SELECTION:
^^^^^^^^
Alex Marrow

Personal information
- Full name: Alexander James Marrow
- Date of birth: 21 January 1990 (age 36)
- Place of birth: Tyldesley, England
- Position: Defensive midfielder

Youth career
- Bolton Wanderers
- 000?–2008: Blackburn Rovers

Senior career*
- Years: Team / Apps / (Gls)
- 2008–2011: Blackburn Rovers / 0 / (0)
- 2009–2010: → Oldham Athletic (loan) / 32 / (1)
- 2010–2011: → Crystal Palace (loan) / 17 / (0)
- 2011–2013: Crystal Palace / 10 / (0)
- 2012: → Preston North End (loan) / 4 / (0)
- 2012–2013: → Fleetwood Town (loan) / 20 / (0)
- 2013–2014: Blackburn Rovers / 2 / (0)
- 2014: → Fleetwood Town (loan) / 7 / (1)
- 2014–2015: Carlisle United / 4 / (0)
- 2015–2016: AFC Fylde / 3 / (0)

= Alex Marrow =

English footballer (born 1990)

Alexander James Marrow (born 21 January 1990) is an English professional footballer.

==Career==
===Blackburn Rovers (first spell, 2008–2011)===
Marrow started his youth career at Bolton Wanderers. After leaving Bolton, Marrow joined Ashton Athletic in Division Two of the North West Counties Football League. At the time, Marrow was working as part-time plasterer in Astley, Greater Manchester. He then joined Blackburn Rovers on a contract until the end of the 2007–08 season. On 27 January 2009, Marrow signed a new contract with the club, that would expire in 2011.

In order to get first team experience, on 6 August 2009, Marrow joined Oldham Athletic on an initial one-month loan. He made his professional league debut in the 0–0 draw against Stockport County on 8 August 2009. On 22 August, Marrow scored his first goal for Oldham Athletic against Swindon Town. After making twelve starts for the club, his loan spell with Oldham Athletic was extended until the end of the season. Marrow would make thirty-three appearances in all competitions. Marrow enjoyed his time at Oldham Athletic, due to increased playing time, as well as, "getting good experience."
^^^^^^^^
TASK INSTRUCTIONS: In the Alex Marrow article, what part-time work was Marrow doing while he played for Ashton Athletic? The entries that come next have nothing to do with this article.

ITEMS:
^^^^^^^^
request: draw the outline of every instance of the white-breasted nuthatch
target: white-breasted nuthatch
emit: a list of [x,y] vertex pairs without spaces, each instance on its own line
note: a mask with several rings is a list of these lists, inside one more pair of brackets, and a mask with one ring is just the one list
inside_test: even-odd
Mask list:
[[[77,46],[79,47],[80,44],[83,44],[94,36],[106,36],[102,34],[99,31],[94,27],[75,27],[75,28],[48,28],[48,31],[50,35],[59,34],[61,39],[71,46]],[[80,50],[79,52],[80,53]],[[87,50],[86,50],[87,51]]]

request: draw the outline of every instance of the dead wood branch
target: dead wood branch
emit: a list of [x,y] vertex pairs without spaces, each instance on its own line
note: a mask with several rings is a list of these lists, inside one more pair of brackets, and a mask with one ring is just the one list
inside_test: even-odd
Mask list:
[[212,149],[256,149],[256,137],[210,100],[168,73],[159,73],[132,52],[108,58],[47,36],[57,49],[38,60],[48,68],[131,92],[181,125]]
^^^^^^^^
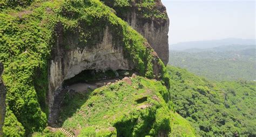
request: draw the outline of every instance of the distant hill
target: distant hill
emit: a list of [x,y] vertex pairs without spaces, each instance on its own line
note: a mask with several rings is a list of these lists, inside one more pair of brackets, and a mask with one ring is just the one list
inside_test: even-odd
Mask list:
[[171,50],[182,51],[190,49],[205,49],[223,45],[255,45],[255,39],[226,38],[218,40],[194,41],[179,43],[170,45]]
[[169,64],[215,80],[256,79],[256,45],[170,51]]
^^^^^^^^
WRITTEN SOLUTION: He was working as a part-time plasterer in Astley, Greater Manchester.